Extracted records

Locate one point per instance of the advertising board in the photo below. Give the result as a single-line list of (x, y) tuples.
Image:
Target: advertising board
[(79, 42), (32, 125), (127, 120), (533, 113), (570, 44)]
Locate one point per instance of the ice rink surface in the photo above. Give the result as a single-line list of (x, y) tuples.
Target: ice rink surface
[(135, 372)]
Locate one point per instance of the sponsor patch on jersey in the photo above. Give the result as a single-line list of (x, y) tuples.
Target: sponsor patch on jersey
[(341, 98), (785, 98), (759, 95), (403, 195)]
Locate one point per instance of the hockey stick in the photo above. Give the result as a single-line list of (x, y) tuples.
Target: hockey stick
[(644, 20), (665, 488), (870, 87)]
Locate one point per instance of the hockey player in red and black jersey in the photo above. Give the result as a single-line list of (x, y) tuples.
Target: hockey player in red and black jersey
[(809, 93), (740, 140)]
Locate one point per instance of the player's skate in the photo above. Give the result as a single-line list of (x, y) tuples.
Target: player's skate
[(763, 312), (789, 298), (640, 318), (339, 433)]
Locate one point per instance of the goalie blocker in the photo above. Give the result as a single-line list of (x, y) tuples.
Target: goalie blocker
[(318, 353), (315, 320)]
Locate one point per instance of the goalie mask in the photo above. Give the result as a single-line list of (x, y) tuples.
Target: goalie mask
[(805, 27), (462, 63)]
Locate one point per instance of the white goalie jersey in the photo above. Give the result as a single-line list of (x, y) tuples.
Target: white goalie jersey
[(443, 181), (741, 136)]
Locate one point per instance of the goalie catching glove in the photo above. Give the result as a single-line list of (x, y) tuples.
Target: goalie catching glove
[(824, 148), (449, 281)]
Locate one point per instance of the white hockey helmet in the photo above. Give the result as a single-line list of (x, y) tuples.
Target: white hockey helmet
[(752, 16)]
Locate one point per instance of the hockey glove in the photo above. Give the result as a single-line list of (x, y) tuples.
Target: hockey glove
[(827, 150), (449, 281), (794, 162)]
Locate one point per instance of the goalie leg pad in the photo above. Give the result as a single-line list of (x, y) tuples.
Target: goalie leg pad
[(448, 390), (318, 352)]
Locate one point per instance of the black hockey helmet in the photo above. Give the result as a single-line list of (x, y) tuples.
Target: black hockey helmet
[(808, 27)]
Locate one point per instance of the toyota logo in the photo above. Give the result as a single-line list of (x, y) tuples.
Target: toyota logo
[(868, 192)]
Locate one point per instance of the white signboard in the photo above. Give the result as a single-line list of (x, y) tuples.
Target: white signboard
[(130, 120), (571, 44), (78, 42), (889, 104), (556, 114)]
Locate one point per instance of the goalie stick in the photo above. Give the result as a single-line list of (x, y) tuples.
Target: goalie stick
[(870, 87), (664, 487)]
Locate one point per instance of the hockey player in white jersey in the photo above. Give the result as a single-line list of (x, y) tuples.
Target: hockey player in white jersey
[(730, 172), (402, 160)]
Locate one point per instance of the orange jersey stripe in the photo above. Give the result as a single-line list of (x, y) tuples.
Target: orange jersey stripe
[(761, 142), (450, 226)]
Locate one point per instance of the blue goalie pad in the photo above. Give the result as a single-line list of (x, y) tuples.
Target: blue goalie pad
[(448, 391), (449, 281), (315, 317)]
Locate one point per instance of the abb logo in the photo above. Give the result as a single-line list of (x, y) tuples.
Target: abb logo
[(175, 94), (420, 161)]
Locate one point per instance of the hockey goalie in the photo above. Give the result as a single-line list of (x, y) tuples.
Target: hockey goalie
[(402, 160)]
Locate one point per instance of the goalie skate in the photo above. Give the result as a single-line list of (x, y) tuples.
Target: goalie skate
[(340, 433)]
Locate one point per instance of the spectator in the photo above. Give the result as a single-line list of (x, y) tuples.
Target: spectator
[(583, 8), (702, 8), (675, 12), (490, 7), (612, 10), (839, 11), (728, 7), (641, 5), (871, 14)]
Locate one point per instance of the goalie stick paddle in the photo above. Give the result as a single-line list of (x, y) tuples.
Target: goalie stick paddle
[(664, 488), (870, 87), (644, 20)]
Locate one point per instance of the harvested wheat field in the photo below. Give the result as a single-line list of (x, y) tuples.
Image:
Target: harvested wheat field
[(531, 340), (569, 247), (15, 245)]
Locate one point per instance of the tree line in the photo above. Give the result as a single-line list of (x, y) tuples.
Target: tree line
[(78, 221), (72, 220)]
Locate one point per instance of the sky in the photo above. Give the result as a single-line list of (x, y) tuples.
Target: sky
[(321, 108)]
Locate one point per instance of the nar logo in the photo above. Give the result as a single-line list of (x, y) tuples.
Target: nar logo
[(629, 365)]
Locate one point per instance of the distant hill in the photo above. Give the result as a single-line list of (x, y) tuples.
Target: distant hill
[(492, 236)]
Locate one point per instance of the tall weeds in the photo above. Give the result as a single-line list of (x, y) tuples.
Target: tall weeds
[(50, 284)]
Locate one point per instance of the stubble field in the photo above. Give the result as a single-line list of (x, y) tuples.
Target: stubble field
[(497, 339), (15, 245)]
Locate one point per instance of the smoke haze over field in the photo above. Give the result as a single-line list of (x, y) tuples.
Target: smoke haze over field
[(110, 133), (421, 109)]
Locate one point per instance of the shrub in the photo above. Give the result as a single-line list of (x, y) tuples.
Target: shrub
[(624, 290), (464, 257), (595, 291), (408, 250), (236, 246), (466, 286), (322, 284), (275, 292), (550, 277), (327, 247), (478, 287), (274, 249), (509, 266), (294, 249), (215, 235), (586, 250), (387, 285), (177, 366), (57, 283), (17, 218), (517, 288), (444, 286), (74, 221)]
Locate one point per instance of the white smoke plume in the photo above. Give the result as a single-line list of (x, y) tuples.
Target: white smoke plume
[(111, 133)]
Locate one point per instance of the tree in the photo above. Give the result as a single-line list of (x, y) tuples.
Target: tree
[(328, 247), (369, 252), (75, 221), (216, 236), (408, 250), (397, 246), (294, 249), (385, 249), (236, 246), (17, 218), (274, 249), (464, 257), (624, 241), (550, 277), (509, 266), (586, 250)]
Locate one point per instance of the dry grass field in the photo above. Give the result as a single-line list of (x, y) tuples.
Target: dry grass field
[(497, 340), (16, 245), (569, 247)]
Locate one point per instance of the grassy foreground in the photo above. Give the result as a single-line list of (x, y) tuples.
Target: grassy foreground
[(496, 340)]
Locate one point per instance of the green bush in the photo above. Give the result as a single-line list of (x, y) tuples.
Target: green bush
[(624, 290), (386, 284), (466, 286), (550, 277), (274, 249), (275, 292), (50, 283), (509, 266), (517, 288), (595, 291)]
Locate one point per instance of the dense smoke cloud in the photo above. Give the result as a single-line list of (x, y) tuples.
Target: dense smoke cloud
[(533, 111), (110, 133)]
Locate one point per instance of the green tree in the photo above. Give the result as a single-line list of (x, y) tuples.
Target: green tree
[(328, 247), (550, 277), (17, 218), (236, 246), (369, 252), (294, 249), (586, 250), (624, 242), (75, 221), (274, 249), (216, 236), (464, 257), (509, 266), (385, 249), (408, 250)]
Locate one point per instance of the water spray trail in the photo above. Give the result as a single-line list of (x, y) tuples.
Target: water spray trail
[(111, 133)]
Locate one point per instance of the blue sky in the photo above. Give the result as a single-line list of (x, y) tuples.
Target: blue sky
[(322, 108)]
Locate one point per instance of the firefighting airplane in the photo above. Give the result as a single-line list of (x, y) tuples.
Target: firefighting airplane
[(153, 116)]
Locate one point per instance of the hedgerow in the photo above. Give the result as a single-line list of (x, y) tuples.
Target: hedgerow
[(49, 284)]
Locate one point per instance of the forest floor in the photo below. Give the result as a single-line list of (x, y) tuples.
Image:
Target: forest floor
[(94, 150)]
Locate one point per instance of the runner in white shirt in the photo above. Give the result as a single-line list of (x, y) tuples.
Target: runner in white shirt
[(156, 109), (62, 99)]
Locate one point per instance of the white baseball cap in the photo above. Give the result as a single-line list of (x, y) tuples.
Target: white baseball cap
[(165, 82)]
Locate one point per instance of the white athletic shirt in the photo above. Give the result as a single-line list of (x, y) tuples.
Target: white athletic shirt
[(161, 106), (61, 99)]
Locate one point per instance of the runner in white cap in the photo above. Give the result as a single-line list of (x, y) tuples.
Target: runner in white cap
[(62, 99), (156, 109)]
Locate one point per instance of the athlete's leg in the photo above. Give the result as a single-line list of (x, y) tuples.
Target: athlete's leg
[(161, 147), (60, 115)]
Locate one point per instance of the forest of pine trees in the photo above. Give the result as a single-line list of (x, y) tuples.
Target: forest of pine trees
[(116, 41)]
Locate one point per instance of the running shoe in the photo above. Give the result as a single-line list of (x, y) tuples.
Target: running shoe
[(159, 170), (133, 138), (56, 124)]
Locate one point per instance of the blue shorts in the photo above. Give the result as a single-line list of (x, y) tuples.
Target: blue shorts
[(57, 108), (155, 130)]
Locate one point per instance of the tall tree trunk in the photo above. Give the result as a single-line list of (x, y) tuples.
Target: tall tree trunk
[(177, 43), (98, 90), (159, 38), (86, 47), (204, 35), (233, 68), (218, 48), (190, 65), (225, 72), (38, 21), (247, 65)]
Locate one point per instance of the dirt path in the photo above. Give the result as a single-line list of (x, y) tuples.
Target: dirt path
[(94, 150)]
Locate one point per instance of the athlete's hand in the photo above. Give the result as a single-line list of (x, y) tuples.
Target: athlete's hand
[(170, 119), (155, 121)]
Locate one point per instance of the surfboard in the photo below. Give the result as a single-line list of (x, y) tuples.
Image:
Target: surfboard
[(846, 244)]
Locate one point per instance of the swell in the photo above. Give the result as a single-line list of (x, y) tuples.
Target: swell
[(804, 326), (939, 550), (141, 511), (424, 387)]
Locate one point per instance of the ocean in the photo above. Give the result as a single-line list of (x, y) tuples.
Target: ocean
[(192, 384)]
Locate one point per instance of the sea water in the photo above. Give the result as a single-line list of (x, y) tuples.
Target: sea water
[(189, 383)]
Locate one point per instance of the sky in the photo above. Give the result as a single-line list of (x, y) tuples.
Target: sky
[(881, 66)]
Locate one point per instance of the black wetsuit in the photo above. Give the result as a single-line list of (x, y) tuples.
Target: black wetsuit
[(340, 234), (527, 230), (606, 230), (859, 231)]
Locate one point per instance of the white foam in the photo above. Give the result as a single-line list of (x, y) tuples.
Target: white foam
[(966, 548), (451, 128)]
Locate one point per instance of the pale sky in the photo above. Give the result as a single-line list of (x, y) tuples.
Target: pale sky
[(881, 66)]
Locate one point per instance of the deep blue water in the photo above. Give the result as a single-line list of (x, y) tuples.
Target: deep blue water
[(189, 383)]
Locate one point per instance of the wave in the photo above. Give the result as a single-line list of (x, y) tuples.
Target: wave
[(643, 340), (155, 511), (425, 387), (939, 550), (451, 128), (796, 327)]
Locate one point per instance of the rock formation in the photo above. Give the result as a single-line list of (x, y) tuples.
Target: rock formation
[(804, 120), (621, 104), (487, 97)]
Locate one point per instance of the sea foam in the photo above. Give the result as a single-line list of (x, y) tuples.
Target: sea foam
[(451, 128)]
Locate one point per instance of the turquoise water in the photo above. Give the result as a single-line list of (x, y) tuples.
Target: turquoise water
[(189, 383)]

Exercise aim
Give back, word for word, only the lines above from the line holding "Locate one point per instance of the blue goalie" to the line holding "Locate one point per instance of the spectator", both included.

Output for this task
Locate one point per instance of the blue goalie pad in the photo above. Give the result as a single-line list of (x, y) tuples.
Target: blue goalie pad
[(448, 391), (449, 281), (315, 317)]
Locate one point per instance of the abb logo in the photo above. Give the result as a single-line list of (x, y) tuples.
Target: abb logo
[(175, 94), (420, 161)]
Locate one point per instance of the hockey goalie in the photo above. Give the result as a single-line list of (x, y) tuples.
Target: hockey goalie
[(402, 160)]
Locate one point per instance of the goalie skate in the photo above. Give the result as a single-line list of (x, y) tuples.
Target: goalie skate
[(340, 433)]
Locate one point per instance of the spectator in the photo above. Give the result as a single-line list of (x, y) tuples.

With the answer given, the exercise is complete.